AUFGABE 1
Finde jede Zeile der Eingabedaten, die das Wort „door“ enthält, und gib diese Zeilen unverändert wieder. Groß- und Kleinschreibung sind zu beachten.

QUELLDOKUMENT
********
Helmut Spehl, Freiburg, Mitte März 1984
AM WENDEPUNKT DER APARTHEID
Von Joram Peri
Übersetzung aus dem Hebräischen. Der Artikel erschien am 7. September 1983 in der Tel Aviver Tageszeitung DAVAR.
In der politischen Bilanz dieses zu Ende gehenden Jahres kann die Regierung Begin eine schöne Leistung an ihren Namen heften: A p a r t h e i d ist zu einer der legitimen Möglichkeiten für eine Lösung des israelisch-palästinensischen Konfliktes geworden. Wenn man den Gebrauch dieses Begriffes die vergangenen Jahre hindurch zurückverfolgt, so stellt man fest, daß er bis 1980 relativ selten auftauchte, und stets mit negativem Gehalt. In diesem Jahr tauchte er geradezu scheffelweise auf, und, was wichtiger ist, mit positivem Gehalt.
Diese Tatsache hängt mit zwei bedeutsamen Ereignissen dieses Jahres zusammen: einmal mit dem Massaker im Islamischen Kolleg in Hebron und dem Pogrom auf dem Hebroner Markt nach der Ermordung eines Bewohners von Kirjat Arba[6], und zum anderen mit Raphael Eytans Eintritt ins politische Leben, als Führer der ZLIL-Bewegung, der Bewegung „Jugend für Israel“.
Die Gegner Israels haben, um die Wahrheit zu sagen, die Namen Israel und Südafrika schon seit Jahren in einem Atemzug genannt. Der Vergleich hat jeden Israeli tief getroffen. Wie kann man ein Volk, das Jahre hindurch von Rassisten verfolgt wurde, mit einem Staat, der die Fahne des Rassismus mit Stolz hochhält, in einen Topf werfen?
********
EINGABEDATEN
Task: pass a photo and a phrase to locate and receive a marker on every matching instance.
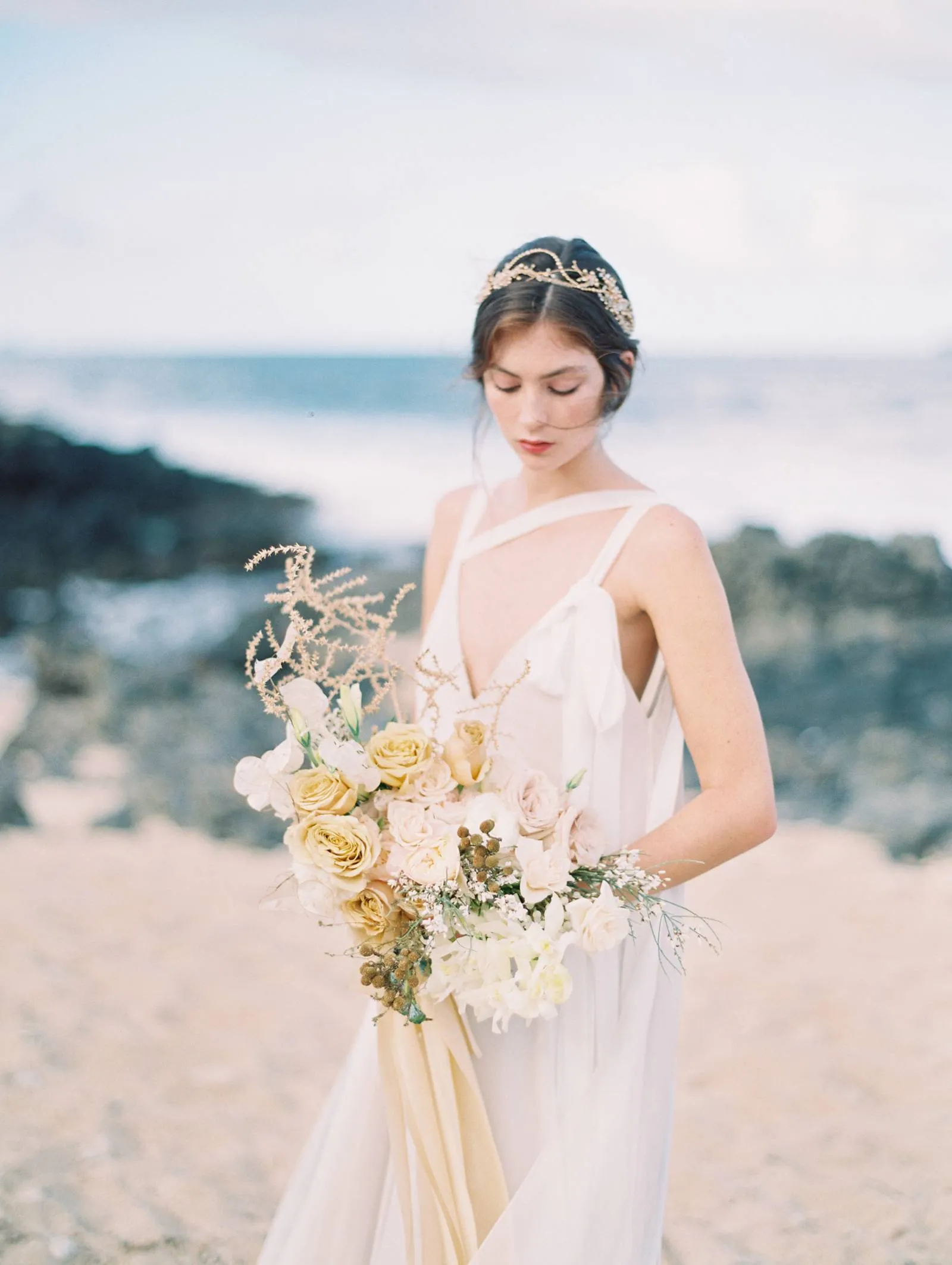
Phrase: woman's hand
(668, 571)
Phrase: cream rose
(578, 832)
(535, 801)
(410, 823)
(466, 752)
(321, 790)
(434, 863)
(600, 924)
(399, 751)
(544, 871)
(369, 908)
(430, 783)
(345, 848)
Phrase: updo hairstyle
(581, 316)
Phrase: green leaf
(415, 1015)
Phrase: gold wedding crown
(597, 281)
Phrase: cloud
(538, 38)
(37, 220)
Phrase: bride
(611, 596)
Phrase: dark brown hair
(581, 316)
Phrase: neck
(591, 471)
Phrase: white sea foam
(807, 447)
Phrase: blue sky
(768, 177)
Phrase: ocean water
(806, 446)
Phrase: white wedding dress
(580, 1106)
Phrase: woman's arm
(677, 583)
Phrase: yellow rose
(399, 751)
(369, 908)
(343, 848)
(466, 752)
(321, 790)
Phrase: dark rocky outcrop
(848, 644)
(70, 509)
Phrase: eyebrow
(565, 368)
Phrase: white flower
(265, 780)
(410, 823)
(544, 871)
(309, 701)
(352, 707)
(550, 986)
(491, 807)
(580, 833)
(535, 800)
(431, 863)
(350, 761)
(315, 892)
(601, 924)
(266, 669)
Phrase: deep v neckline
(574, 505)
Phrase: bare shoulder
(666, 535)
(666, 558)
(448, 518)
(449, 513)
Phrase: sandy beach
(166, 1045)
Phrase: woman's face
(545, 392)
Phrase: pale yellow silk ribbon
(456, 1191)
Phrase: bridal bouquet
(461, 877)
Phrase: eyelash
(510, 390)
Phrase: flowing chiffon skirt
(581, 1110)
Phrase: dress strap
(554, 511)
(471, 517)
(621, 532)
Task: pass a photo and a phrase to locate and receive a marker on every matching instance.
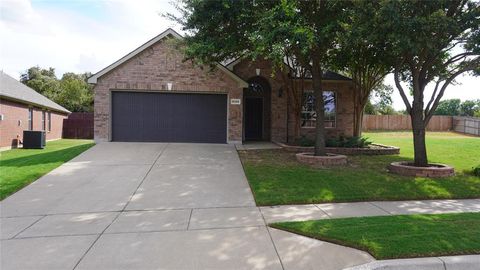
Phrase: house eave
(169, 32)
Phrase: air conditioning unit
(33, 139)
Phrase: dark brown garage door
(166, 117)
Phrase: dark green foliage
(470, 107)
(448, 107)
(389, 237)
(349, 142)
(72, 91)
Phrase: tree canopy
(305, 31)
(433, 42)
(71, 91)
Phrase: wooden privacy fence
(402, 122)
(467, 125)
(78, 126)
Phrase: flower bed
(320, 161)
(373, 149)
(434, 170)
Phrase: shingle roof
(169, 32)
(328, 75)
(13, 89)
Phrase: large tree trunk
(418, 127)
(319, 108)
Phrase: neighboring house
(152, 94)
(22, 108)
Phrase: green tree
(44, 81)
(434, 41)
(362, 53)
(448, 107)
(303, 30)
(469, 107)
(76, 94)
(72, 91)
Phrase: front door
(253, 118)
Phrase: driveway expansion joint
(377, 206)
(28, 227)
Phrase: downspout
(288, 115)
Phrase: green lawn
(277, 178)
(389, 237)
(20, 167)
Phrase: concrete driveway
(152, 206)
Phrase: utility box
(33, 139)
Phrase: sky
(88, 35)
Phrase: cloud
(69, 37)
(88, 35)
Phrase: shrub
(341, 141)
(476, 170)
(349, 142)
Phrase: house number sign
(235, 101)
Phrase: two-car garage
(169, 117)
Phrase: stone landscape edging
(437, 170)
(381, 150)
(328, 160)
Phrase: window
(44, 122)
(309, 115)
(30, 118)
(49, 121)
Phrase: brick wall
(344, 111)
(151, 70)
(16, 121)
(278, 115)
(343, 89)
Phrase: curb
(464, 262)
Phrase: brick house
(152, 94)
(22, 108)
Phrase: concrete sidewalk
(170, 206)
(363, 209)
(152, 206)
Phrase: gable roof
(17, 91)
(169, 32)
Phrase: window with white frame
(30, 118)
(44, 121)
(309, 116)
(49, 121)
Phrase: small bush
********
AUFGABE 2
Fasse den Absatz im Quelldokument, der mit „Die Gegner Israels haben“ beginnt, als knappe Stichpunktliste zusammen und behalte dabei seine wesentlichen Aussagen bei.

ANTWORT 1
Phrase: dark brown garage door
Phrase: front door

ANTWORT 2
- Israels Gegner nennen Israel und Südafrika seit Jahren in einem Atemzug.
- Dieser Vergleich hat jeden Israeli tief getroffen.
- Es wird gefragt, wie man ein jahrelang von Rassisten verfolgtes Volk mit einem Staat gleichsetzen kann, der stolz die Fahne des Rassismus hochhält.